▶ **ТЕКСТ ДЛЯ ИЗУЧЕНИЯ**
▬▬▬
Вадим Бакусев
В предыдущих очерках я нарисовал очень общую картину, которую можно, глядя с большого расстояния, понять так: Россия — изначально спящий гигант с «вечно бабской» и детской душой, который иногда мучительно дергается в попытках проснуться и даже приподнимает голову, но не может решительно подняться, каждый раз усыпляемый то своими сладостными видениями, то ядом собственной коросты, то западным зловонным ветром. Эта упрощенная картина, на мой взгляд, куда как верна, но все же неполна.
Верна она по большей части во внутреннем измерении — вовне Россия по крайней мере с 15-го столетия проявляла себя как все более сознательный субъект истории (по закону психической полярности, где один полюс — бессознательное ядро, а другой — сознательная оболочка). И это только естественно, ведь такие проявления по необходимости брала на себя власть, а власть всегда представляла сознание. История пространственного роста России — это история странного процесса «побега» бессознательного от своего сознания; во втором из моих очерков я немного сказал об этом. Если продолжить размышлять в этом направлении в глубинно-историческом духе, то получится примерно следующее.
▬▬▬
(Записи набора данных)

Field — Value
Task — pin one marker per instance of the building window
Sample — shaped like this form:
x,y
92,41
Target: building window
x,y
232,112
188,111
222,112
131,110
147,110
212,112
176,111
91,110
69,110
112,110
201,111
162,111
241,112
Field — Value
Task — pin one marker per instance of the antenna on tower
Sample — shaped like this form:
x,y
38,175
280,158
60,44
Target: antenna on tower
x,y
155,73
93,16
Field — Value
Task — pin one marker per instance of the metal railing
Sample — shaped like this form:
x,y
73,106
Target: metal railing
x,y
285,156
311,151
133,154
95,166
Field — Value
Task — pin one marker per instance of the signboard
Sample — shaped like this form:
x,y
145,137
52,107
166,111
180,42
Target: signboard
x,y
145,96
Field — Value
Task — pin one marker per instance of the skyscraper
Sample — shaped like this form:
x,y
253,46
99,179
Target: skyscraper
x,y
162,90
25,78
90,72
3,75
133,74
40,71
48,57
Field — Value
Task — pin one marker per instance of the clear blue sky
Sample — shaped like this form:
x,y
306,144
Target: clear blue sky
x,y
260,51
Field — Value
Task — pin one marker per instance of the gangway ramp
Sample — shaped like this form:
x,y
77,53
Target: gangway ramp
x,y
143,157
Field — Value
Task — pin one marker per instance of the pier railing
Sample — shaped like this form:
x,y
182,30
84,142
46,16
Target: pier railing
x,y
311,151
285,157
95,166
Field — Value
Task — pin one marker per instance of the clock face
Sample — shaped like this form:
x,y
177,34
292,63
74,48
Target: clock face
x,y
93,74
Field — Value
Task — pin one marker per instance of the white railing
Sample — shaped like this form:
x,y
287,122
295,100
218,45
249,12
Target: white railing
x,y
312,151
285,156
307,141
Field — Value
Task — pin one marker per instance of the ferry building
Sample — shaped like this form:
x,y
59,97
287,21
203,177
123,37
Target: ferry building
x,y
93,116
▬▬▬
▶ **КРАТКОЕ ЗАДАНИЕ 1**
Обновите фрагмент очерка о России, который открывается словами «Верна она по» и завершается словами «получится примерно следующее.», поставив «историко-психологическом» вместо «глубинно-историческом».
▶ **КРАТКОЕ ЗАДАНИЕ 2**
Ответьте на вопросы по очерку о России:
(а) С какого столетия Россия вовне проявляла себя как все более сознательный субъект истории?
(б) Что всегда представляла власть?
(в) В каком из предыдущих очерков уже было немного сказано о «побеге» бессознательного от своего сознания?
Материал никак не связан с текстом.

▶ **ОТВЕТ 1**
Верна она по большей части во внутреннем измерении — вовне Россия по крайней мере с 15-го столетия проявляла себя как все более сознательный субъект истории (по закону психической полярности, где один полюс — бессознательное ядро, а другой — сознательная оболочка). И это только естественно, ведь такие проявления по необходимости брала на себя власть, а власть всегда представляла сознание. История пространственного роста России — это история странного процесса «побега» бессознательного от своего сознания; во втором из моих очерков я немного сказал об этом. Если продолжить размышлять в этом направлении в историко-психологическом духе, то получится примерно следующее.

▶ **ОТВЕТ 2**
(а) С 15-го столетия.
(б) Сознание.
(в) Во втором.